# Your goal
In the records that follow, find each line containing "target" and copy it.

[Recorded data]
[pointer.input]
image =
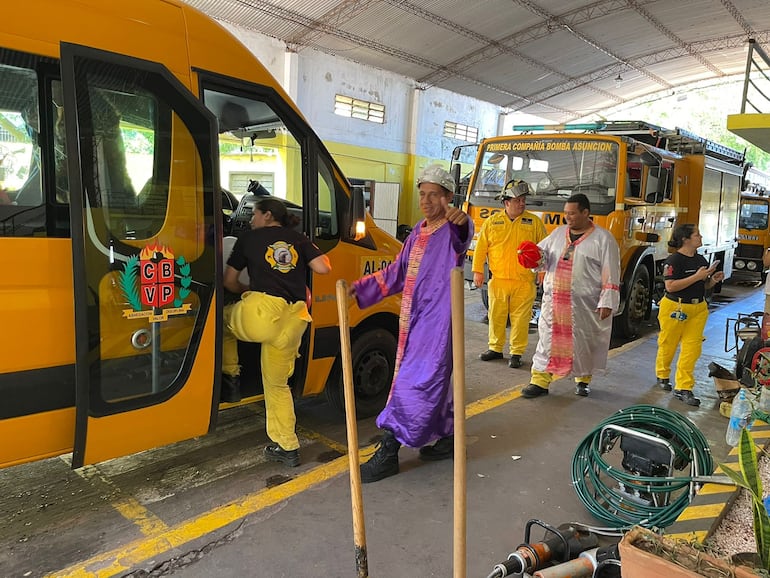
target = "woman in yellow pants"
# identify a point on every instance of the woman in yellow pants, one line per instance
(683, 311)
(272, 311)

...

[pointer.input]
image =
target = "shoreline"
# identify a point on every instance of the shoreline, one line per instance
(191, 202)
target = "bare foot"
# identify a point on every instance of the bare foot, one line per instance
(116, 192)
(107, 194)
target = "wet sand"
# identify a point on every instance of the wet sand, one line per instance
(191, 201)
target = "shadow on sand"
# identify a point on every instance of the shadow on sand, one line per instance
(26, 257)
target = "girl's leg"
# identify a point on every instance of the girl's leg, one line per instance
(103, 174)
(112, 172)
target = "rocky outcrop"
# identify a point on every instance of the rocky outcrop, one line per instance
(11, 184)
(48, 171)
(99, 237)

# Exercise answer
target = "woman in yellow pants"
target = "shoreline"
target = "bare foot"
target = "wet sand"
target = "shadow on sand"
target = "girl's leg"
target = "rocky outcrop"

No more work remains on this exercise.